- **Document extract**
-----
= Bunnell Lewis =

British archaeologist

Bunnell Lewis (26 July 1824 – 2 July 1908) was an English archaeologist, for many years an academic at Queen's College, Cork, Ireland.

==Life==
Lewis was born in London on 26 July 1824; he was the eldest of twelve children of William Jones Lewis, a surgeon, and his first wife Mary Bunnell, a descendant of Philip Henry, the nonconformist minister. Samuel Savage Lewis was his half-brother. He was educated under John Jackson, afterwards Bishop of London, at Islington proprietary school, and at University College, London, and after reading with Charles Rann Kennedy, he graduated B.A. in 1843 in the University of London, obtaining the university scholarship in classics. He became a fellow of University College in 1847, and proceeded M.A. in classics in 1849, taking the gold medal, then first awarded.
-----
- **Data extract**

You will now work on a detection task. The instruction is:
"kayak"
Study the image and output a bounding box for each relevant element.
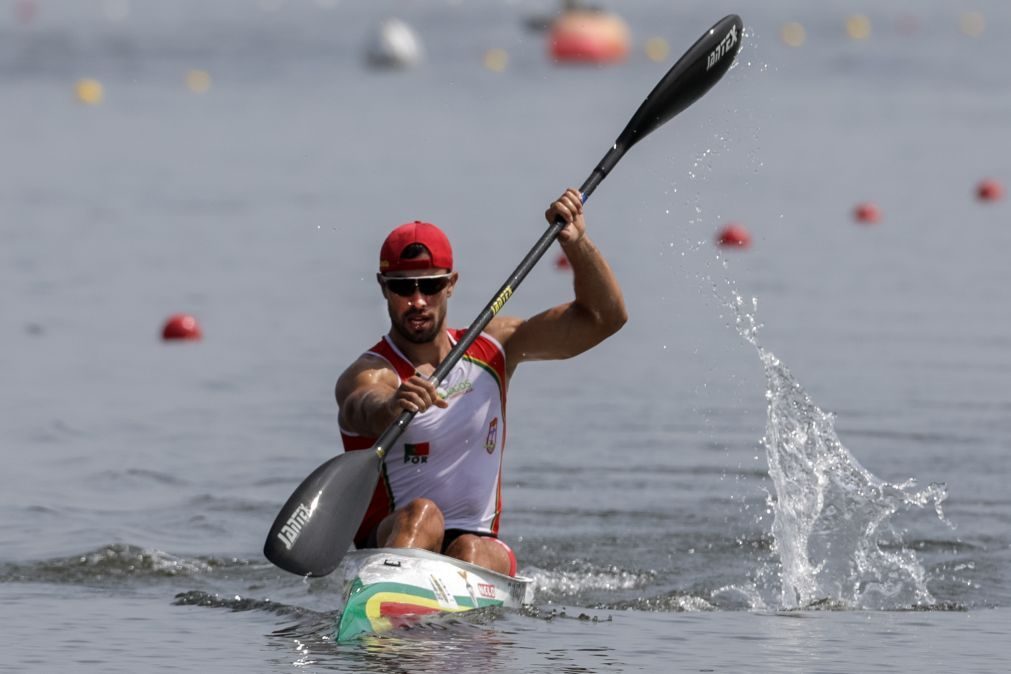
-----
- **Requirement A**
Answer these questions from the Bunnell Lewis biography.
(i) At which college was Lewis an academic for many years?
(ii) Lewis was the eldest of how many children?
(iii) In what year did he become a fellow of University College?
- **Requirement B**
Repeat everything in the Bunnell Lewis biography from "British archaeologist" down to "then first awarded.".
- **Requirement C**
Using the Bunnell Lewis biography, decide whether each statement agrees with it, and quote the words that settle the matter.
(i) Lewis's father worked as a surgeon.
(ii) Lewis graduated B.A. in 1849.
(iii) The gold medal Lewis took with his M.A. was being awarded for the first time.

- **Output A**
(i) Queen's College, Cork, Ireland
(ii) Twelve
(iii) 1847

- **Output B**
British archaeologist

Bunnell Lewis (26 July 1824 – 2 July 1908) was an English archaeologist, for many years an academic at Queen's College, Cork, Ireland.

==Life==
Lewis was born in London on 26 July 1824; he was the eldest of twelve children of William Jones Lewis, a surgeon, and his first wife Mary Bunnell, a descendant of Philip Henry, the nonconformist minister. Samuel Savage Lewis was his half-brother. He was educated under John Jackson, afterwards Bishop of London, at Islington proprietary school, and at University College, London, and after reading with Charles Rann Kennedy, he graduated B.A. in 1843 in the University of London, obtaining the university scholarship in classics. He became a fellow of University College in 1847, and proceeded M.A. in classics in 1849, taking the gold medal, then first awarded.

- **Output C**
(i) Yes: "William Jones Lewis, a surgeon"
(ii) No: "he graduated B.A. in 1843 in the University of London"
(iii) Yes: "taking the gold medal, then first awarded"